Turn all of the records below into a numbered list with one entry per line, skipping any blank lines. Leave the pictures out of your answer.

─── Supplied entries

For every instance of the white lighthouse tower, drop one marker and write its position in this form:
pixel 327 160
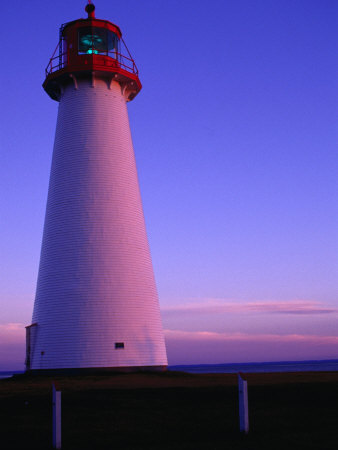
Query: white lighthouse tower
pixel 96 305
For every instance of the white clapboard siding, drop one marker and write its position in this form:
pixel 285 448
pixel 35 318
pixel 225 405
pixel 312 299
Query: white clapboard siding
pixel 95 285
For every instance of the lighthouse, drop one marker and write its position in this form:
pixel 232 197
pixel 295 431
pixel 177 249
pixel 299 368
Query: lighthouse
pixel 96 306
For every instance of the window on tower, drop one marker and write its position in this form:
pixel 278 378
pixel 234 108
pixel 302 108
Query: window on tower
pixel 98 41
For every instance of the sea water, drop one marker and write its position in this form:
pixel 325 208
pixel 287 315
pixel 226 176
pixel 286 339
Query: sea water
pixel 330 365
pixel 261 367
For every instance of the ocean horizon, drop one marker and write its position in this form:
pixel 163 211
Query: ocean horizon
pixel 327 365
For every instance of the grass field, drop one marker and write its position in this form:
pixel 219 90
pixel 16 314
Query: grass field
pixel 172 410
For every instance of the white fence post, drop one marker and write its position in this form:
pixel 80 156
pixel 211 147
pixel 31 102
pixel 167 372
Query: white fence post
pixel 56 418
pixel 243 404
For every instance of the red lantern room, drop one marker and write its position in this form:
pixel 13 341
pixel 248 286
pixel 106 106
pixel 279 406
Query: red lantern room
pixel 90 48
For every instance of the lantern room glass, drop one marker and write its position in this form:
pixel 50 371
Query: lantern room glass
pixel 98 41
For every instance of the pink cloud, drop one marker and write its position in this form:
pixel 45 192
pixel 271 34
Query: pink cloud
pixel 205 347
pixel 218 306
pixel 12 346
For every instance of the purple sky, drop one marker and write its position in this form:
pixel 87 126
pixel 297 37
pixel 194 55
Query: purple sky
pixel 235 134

──────

Solution
1. For every instance of the white lighthouse tower, drop one marker and write its position in this form:
2. pixel 327 160
3. Query: white lighthouse tower
4. pixel 96 305
5. For every instance of the white clapboard siding, drop one marker and write its position in this form:
6. pixel 285 448
7. pixel 35 318
8. pixel 225 405
9. pixel 312 299
10. Query: white clapboard siding
11. pixel 95 285
12. For every instance of the lighthouse, drop one marker and write its position in this form:
13. pixel 232 197
14. pixel 295 431
15. pixel 177 249
16. pixel 299 368
17. Query: lighthouse
18. pixel 96 306
19. For every instance of the window on tower, drop one marker and write its position in this form:
20. pixel 278 378
21. pixel 234 108
22. pixel 302 108
23. Query: window on tower
24. pixel 98 41
25. For every instance of the sea water, drop one marker and write its position in this form:
26. pixel 325 208
27. pixel 287 315
28. pixel 226 176
29. pixel 286 339
30. Query: sea water
31. pixel 330 365
32. pixel 261 367
33. For every instance of the ocean horizon, drop one marker and write its position in this form:
34. pixel 163 211
35. Query: ocean horizon
36. pixel 327 365
37. For every instance of the grass field, drop one marker and write its position in this form:
38. pixel 219 90
39. pixel 16 314
40. Query: grass field
41. pixel 172 410
42. For every instance of the white fence post, drop one marker and write its position in this form:
43. pixel 80 156
44. pixel 211 147
45. pixel 31 102
46. pixel 167 372
47. Query: white fence post
48. pixel 56 418
49. pixel 243 404
50. For every instance of the red lantern room, drop one marker and write its position in this form:
51. pixel 13 341
52. pixel 248 286
53. pixel 106 106
54. pixel 279 406
55. Query: red lantern room
56. pixel 90 48
57. For every instance of the lantern room glass, drop one marker and write its position in this form:
58. pixel 50 371
59. Query: lantern room glass
60. pixel 98 41
61. For every instance of the pink cloud, drop one marker and write its position in this form:
62. pixel 45 192
63. pixel 271 34
64. Query: pink cloud
65. pixel 205 347
66. pixel 218 306
67. pixel 12 346
68. For every instance of the purple sky, drop one marker and write its position in this form:
69. pixel 87 126
70. pixel 297 37
71. pixel 194 55
72. Query: purple sky
73. pixel 235 134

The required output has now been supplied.